(Selected text Opens)

Okay to Change Database Encoding (utf8 -> utf8mb4)?

After upgrading to the latest OJS (3.1.1.2), I also changed the database collation from utf8_unicode_ci to utf8mb4_unicode_ci using phpMyAdmin.

I did so using PMA under (OJS) Database → Operations → Collation. I also selected the two options that appear, “Change all tables collations” and “Change all tables columns collations”.

Are there any potential issues with having done so?

Also, I now have the following in config.inc.php:

client_charset = utf-8
connection_charset = utf8mb4
database_charset = utf8mb4

Is that correct?

Hi @wptx,

I haven’t used those settings myself – but generally speaking, you can check by making sure that multibyte content presents properly on the website, and by also checking using a tool like phpMyAdmin (or the command-line mysql client) that content looks fine there. Generally I check to make sure that MySQL has the right understanding of content lengths e.g. by running a LENGTH query on some rich content (e.g. containing accented and unaccented characters). If your configuration is incorrect or inconsistent a LENGTH query will report the wrong number.

(Selected text Closes)

**Questions**
**A)** List the three settings from config.inc.php shown in the encoding thread, along with the value given for each.
**B)** In the encoding thread, which OJS version did the poster upgrade to?
**C)** Write a continuation of the encoding thread, starting after its last sentence.
None of the entries after the encoding thread are needed for this work.

(Provided data Opens)

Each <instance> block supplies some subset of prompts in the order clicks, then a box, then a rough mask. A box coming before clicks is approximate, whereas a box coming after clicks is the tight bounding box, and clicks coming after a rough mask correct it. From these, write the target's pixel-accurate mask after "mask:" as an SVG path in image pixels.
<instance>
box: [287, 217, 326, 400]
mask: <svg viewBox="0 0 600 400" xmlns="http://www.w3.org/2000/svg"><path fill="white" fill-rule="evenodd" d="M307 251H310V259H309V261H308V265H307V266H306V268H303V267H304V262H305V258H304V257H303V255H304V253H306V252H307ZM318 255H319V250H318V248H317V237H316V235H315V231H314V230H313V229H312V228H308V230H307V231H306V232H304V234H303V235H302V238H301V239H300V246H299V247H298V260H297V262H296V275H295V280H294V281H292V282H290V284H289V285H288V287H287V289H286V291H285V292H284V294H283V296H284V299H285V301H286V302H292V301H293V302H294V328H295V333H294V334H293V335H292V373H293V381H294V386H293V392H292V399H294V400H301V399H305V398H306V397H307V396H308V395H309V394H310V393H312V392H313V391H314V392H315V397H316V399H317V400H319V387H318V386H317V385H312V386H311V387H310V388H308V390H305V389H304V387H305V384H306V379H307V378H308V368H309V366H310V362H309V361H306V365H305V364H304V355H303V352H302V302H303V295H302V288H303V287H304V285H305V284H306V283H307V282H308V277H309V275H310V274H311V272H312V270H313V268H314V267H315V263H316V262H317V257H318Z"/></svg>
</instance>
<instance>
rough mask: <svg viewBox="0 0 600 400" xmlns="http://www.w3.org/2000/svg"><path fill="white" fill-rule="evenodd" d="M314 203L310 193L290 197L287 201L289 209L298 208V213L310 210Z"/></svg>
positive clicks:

(Provided data Closes)

**Written answers**
**A)**
client_charset = utf-8
connection_charset = utf8mb4
database_charset = utf8mb4

**B)** OJS 3.1.1.2.

**C)**
(This seems like a convoluted way to test but I’ve found that when you’re secure-shelled into a server, your console or SSH client may sometimes correct encodings for you rather than reporting that they aren’t as expected, so they can’t always be trusted to report what you’re getting verbatim.)

Regards,
Alec Smecher
Public Knowledge Project Team

1 Like

It appears to return LENGTH correctly, at least for new/modified mixed content. I’ve not seen any issues with the display of existing content, so it seems to be a correct method to modify the collation and specify the character set.

I was concerned when I encountered another error, but that appears to be unrelated to database changes.
Thanks for the tips.